══ Data for review ══
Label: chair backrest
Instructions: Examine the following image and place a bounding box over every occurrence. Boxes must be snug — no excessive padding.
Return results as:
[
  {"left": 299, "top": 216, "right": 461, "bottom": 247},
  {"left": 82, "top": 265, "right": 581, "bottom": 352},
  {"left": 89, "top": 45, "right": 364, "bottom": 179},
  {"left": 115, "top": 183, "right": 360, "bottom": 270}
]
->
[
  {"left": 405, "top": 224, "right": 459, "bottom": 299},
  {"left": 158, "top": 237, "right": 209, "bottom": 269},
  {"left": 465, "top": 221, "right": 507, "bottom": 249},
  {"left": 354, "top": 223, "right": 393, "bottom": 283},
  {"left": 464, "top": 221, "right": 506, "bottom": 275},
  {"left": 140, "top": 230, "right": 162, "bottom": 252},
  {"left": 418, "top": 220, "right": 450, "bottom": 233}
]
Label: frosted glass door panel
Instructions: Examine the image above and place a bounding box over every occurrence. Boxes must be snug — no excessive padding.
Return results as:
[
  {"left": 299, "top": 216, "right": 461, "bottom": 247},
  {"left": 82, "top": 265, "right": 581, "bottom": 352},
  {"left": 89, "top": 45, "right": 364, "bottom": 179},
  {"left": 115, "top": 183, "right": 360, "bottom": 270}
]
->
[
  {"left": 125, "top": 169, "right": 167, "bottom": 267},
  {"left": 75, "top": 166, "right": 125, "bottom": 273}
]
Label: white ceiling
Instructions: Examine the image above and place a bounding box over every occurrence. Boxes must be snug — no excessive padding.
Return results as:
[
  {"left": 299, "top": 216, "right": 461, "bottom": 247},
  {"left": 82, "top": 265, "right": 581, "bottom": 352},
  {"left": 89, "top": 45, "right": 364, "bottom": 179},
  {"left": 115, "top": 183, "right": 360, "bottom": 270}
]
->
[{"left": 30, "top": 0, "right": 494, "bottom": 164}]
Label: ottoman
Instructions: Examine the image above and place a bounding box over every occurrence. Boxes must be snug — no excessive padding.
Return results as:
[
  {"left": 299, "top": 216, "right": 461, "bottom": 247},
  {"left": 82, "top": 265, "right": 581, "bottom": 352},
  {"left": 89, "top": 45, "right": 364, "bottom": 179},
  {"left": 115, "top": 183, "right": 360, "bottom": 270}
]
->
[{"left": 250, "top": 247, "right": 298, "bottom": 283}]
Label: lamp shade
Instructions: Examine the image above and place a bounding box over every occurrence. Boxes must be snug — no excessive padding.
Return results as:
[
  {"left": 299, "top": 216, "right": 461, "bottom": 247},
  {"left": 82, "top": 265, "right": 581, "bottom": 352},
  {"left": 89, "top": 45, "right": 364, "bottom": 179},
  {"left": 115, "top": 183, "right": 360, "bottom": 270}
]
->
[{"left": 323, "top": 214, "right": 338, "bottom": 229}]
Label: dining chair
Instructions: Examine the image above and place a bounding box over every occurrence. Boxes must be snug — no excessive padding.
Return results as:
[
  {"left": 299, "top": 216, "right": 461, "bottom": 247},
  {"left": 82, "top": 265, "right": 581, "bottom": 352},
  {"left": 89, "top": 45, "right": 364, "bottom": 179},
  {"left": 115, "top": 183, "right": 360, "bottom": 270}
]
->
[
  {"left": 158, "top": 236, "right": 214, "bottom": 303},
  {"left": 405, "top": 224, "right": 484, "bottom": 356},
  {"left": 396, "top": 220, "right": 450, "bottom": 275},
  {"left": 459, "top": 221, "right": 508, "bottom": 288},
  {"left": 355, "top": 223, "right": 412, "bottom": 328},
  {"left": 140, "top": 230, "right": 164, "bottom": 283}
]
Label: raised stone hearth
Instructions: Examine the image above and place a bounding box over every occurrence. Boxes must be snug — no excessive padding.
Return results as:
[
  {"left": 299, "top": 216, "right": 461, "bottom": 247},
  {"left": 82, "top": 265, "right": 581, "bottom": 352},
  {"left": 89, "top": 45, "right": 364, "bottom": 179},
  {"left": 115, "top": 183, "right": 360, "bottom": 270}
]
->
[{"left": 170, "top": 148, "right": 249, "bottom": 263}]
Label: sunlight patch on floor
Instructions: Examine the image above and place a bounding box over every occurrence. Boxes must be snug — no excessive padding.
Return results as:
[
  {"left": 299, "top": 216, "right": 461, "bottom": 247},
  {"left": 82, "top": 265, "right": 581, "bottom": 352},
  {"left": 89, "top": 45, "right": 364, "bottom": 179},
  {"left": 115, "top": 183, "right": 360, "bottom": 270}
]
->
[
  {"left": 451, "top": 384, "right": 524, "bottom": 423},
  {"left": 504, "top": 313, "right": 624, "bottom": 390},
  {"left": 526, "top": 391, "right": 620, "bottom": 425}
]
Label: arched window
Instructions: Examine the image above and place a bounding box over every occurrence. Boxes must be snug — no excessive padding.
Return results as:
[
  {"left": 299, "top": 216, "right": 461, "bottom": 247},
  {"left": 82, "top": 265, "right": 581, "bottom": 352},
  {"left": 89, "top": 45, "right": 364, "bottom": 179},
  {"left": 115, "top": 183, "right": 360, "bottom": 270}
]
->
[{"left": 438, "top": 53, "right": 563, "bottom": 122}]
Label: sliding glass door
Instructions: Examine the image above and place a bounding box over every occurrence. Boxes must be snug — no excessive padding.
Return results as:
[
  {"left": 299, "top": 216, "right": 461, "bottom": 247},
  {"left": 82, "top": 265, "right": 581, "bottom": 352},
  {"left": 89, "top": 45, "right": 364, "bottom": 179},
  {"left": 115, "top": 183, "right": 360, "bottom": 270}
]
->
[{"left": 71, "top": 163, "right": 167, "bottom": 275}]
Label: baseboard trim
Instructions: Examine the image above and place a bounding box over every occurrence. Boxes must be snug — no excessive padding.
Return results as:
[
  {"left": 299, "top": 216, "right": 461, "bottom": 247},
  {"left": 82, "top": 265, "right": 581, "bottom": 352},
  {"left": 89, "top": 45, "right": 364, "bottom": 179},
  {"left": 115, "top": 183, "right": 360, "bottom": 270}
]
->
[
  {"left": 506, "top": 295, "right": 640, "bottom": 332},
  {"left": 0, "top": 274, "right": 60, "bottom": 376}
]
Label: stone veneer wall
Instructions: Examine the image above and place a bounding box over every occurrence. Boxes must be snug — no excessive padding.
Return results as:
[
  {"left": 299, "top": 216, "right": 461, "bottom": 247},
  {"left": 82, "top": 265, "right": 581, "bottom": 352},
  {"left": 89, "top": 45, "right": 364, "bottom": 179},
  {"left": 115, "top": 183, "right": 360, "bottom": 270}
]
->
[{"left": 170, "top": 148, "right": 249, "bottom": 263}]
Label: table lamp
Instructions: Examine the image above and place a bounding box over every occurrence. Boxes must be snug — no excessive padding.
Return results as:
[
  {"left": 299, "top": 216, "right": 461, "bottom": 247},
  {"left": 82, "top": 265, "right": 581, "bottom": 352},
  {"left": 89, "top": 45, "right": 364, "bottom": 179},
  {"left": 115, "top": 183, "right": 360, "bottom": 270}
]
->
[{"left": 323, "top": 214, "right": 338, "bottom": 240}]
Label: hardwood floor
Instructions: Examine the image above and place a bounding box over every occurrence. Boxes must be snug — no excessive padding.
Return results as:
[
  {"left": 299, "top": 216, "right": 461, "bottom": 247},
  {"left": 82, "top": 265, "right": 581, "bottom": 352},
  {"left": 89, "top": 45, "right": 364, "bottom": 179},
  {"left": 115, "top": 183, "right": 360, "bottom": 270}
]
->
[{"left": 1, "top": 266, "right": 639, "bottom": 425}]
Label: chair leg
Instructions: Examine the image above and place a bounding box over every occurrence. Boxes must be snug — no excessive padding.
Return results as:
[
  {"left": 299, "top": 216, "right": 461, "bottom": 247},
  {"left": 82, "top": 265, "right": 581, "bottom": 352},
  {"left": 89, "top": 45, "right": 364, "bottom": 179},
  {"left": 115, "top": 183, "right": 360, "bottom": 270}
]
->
═══
══ Data for review ══
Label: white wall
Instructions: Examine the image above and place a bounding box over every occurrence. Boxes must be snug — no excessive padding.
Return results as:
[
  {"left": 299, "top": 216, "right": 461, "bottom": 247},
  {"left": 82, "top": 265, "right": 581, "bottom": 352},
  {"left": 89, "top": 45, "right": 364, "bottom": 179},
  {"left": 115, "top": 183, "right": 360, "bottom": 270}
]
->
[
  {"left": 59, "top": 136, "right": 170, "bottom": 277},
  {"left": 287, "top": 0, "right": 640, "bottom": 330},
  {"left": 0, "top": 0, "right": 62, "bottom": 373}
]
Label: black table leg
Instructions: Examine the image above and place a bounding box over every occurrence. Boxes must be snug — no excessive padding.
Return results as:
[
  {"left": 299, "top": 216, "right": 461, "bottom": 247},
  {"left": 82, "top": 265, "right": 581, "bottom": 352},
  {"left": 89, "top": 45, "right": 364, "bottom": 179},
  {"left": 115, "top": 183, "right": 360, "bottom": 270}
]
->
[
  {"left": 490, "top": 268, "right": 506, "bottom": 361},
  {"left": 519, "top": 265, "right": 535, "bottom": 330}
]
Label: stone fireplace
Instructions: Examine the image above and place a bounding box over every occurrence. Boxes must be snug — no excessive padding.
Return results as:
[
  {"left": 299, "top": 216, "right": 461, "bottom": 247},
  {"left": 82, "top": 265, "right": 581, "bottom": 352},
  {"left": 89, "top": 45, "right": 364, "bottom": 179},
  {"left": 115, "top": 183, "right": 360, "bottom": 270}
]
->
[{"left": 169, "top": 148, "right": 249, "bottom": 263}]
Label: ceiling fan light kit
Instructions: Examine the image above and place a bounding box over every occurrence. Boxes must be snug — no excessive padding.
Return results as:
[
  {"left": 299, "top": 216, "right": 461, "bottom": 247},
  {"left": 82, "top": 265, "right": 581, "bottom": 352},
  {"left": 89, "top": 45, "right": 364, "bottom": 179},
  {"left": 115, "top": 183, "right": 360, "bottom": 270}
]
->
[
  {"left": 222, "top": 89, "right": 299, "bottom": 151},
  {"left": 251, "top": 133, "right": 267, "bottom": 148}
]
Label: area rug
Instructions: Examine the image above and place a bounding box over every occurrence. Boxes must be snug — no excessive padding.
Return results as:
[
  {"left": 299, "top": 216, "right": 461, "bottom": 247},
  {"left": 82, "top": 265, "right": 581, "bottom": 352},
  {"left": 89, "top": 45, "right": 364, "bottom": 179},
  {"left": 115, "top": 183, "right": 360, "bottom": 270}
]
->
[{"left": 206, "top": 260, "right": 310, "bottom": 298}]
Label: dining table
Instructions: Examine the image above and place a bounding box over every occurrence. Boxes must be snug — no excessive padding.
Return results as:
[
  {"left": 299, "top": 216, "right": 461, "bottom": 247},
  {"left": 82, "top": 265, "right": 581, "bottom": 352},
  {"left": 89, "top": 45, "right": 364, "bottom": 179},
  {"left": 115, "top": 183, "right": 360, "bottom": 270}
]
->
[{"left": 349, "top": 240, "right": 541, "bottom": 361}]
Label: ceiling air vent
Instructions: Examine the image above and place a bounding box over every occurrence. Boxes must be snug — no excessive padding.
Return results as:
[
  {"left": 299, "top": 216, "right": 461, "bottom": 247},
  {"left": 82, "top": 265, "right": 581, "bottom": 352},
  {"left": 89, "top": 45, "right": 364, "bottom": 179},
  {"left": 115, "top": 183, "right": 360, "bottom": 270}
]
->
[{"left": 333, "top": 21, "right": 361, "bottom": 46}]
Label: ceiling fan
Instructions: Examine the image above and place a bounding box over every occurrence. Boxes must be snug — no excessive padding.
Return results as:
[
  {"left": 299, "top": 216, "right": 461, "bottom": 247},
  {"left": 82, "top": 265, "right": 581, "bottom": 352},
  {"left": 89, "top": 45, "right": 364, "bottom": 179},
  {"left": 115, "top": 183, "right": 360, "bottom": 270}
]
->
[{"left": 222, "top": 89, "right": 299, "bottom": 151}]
═══
══ Data for review ══
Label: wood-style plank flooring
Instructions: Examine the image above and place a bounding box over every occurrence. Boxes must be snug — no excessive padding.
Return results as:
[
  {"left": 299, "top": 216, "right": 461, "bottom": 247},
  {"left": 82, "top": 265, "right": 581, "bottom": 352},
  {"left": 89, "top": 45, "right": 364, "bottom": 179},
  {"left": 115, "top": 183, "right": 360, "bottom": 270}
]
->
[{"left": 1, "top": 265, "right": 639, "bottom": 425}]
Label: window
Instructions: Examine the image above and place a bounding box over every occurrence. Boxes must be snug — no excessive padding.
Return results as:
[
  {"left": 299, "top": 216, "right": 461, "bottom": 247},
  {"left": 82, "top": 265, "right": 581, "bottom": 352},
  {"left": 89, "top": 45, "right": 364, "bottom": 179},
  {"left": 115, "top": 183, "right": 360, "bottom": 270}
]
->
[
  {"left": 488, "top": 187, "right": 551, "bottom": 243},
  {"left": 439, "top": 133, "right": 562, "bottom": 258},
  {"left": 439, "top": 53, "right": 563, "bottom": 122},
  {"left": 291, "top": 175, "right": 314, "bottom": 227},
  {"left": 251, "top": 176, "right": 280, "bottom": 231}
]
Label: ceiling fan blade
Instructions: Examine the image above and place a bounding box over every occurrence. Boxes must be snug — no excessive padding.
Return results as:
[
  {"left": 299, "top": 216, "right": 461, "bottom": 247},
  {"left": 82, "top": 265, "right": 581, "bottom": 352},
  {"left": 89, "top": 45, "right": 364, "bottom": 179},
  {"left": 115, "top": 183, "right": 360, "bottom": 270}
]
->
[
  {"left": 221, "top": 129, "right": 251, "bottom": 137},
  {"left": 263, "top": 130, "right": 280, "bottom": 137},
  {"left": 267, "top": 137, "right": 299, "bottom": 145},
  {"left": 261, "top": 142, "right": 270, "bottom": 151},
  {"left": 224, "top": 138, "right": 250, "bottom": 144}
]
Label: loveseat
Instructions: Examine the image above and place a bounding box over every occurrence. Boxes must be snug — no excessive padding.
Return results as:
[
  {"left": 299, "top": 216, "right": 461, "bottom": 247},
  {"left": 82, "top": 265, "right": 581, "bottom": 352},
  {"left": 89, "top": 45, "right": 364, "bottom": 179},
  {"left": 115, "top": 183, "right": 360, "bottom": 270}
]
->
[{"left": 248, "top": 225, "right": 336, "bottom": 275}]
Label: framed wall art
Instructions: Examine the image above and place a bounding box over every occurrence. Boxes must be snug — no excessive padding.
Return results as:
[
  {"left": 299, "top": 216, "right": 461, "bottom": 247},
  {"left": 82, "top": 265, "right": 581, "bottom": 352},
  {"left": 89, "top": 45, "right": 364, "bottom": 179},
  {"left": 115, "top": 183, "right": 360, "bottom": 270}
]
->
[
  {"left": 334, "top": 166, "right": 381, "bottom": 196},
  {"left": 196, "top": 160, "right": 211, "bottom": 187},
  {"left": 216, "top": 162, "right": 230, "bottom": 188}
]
═══
State how many lines above include the word "door", and nothing more.

Answer to the exercise: 2